Work instructions: Lines containing the word "leaf" in the data below: say how many, with no other text.

Exercise data:
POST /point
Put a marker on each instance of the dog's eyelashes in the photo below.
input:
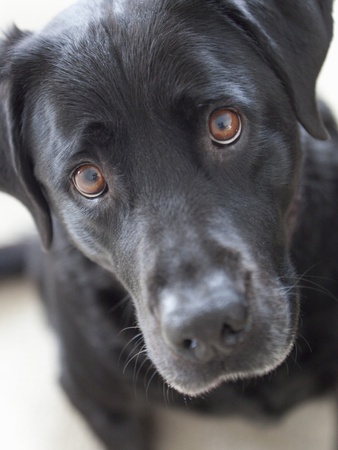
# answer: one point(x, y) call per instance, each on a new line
point(89, 181)
point(225, 126)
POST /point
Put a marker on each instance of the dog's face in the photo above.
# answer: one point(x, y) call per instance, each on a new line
point(165, 141)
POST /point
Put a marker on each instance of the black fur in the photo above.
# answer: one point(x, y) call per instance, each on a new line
point(198, 257)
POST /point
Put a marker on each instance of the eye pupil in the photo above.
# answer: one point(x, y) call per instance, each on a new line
point(224, 126)
point(89, 181)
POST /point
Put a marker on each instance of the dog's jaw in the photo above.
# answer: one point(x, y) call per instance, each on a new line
point(267, 341)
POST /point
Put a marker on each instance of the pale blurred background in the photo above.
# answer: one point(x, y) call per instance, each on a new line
point(34, 414)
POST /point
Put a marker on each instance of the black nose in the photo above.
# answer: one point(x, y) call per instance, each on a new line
point(205, 331)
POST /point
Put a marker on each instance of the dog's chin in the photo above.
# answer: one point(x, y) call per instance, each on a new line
point(194, 379)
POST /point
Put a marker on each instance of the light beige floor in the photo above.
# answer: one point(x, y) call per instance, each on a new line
point(34, 415)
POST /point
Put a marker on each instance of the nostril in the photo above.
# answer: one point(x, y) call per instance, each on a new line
point(230, 335)
point(205, 331)
point(189, 344)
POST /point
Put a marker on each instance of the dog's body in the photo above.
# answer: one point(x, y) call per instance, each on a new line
point(112, 133)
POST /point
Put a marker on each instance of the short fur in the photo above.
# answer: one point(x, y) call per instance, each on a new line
point(192, 242)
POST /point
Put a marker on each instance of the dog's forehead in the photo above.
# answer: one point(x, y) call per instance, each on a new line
point(154, 53)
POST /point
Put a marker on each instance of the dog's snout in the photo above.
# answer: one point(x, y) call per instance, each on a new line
point(205, 331)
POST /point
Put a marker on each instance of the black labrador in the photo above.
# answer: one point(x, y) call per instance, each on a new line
point(174, 160)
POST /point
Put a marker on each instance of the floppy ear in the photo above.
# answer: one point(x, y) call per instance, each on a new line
point(293, 37)
point(16, 167)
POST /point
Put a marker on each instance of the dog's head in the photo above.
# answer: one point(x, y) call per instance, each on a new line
point(163, 136)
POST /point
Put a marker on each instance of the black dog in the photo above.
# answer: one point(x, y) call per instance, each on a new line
point(158, 145)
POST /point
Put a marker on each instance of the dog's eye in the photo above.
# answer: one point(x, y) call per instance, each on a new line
point(225, 126)
point(89, 181)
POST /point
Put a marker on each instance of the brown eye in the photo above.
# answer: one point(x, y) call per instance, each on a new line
point(89, 181)
point(225, 126)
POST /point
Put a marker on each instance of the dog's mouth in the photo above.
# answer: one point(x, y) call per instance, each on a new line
point(195, 353)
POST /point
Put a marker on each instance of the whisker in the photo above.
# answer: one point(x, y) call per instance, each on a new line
point(137, 337)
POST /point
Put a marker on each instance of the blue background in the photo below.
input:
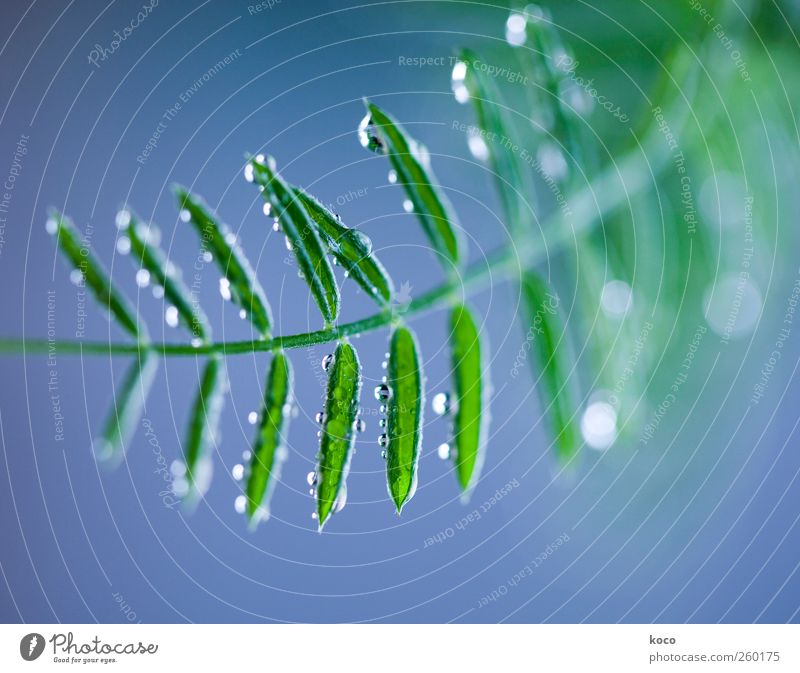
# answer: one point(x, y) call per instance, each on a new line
point(699, 525)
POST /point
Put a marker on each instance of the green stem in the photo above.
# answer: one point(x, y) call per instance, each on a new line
point(588, 207)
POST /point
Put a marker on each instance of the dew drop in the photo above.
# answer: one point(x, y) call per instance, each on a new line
point(123, 245)
point(171, 316)
point(441, 404)
point(367, 135)
point(143, 278)
point(225, 289)
point(341, 500)
point(515, 29)
point(383, 393)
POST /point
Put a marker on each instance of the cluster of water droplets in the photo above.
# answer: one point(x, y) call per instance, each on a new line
point(368, 136)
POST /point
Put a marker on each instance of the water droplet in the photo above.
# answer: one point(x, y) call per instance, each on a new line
point(367, 135)
point(616, 298)
point(599, 425)
point(143, 278)
point(515, 29)
point(225, 289)
point(364, 242)
point(383, 393)
point(441, 404)
point(341, 500)
point(457, 82)
point(171, 316)
point(123, 245)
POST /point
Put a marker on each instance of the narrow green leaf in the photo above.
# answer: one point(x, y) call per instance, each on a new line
point(352, 249)
point(338, 431)
point(144, 240)
point(552, 362)
point(302, 235)
point(203, 429)
point(404, 418)
point(380, 132)
point(123, 417)
point(470, 398)
point(269, 448)
point(494, 124)
point(94, 275)
point(240, 283)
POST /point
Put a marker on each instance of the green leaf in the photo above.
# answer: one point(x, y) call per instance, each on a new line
point(145, 250)
point(404, 418)
point(240, 279)
point(124, 415)
point(203, 429)
point(338, 431)
point(351, 248)
point(552, 362)
point(94, 274)
point(495, 125)
point(302, 235)
point(269, 448)
point(470, 398)
point(381, 132)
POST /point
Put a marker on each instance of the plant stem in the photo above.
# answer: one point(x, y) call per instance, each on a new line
point(587, 208)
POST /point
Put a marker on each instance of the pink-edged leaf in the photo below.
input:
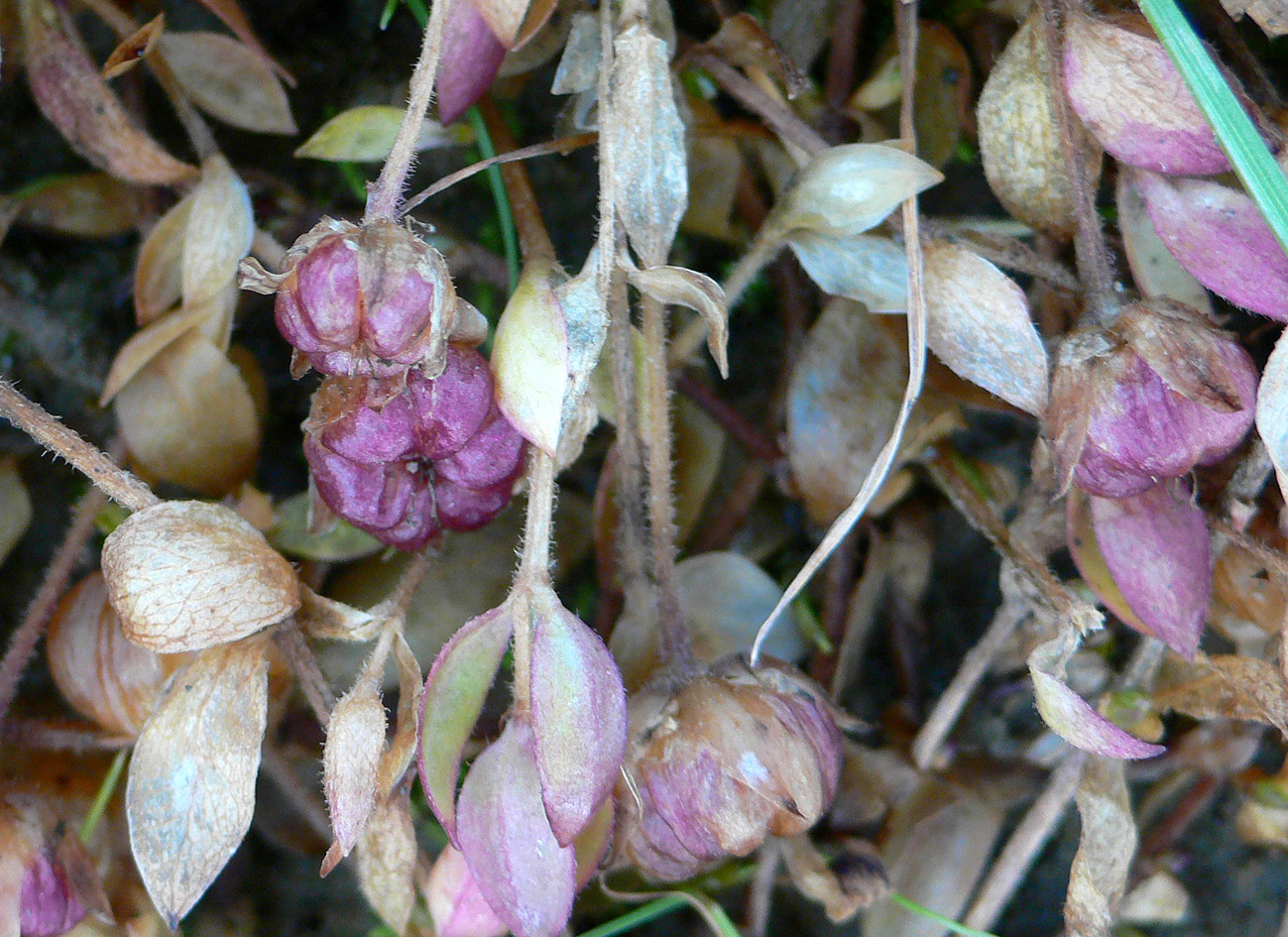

Expected output: 3